## Records shown
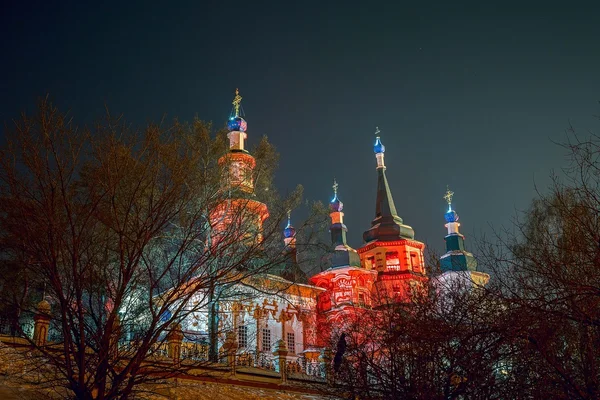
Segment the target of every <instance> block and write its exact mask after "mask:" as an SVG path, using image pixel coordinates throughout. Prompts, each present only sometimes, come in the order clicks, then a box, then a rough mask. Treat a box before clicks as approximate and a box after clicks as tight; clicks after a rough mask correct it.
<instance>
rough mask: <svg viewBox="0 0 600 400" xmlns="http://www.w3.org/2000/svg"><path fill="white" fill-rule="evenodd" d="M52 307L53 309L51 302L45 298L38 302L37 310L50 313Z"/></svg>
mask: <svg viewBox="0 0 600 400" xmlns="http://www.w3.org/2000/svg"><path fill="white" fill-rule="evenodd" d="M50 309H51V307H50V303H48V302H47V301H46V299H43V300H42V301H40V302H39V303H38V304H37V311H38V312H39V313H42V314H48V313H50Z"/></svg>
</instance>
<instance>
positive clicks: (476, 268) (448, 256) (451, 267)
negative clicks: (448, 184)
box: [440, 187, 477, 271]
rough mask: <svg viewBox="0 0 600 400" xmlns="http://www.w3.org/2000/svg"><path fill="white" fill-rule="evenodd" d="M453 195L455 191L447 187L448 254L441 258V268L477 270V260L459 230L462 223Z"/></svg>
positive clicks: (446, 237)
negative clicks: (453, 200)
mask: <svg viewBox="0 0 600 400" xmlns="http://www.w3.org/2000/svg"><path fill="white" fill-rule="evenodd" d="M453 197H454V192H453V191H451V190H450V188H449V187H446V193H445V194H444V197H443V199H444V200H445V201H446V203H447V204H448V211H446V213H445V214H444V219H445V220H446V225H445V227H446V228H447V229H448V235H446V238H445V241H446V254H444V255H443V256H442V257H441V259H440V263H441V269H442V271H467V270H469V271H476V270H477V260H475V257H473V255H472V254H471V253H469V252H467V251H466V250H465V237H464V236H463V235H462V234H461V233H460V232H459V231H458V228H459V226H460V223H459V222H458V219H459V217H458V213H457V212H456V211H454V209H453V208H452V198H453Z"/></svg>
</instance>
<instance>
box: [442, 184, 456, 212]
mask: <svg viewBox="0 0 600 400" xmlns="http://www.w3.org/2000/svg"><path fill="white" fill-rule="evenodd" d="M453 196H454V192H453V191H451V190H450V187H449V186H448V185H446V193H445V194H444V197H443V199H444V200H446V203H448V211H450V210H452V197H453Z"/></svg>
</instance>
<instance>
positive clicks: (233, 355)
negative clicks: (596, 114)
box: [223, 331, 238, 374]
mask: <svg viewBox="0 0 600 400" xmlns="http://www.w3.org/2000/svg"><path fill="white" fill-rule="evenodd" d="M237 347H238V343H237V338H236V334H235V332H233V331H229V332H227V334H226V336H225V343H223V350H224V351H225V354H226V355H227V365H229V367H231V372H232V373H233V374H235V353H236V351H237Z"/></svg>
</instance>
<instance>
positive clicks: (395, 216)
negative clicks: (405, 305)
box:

## What you will do
Each line above that holds the string "positive" should be copied and shown.

## Response
positive clicks: (476, 268) (448, 256) (451, 267)
positive clicks: (446, 237)
positive clicks: (233, 355)
positive clicks: (395, 216)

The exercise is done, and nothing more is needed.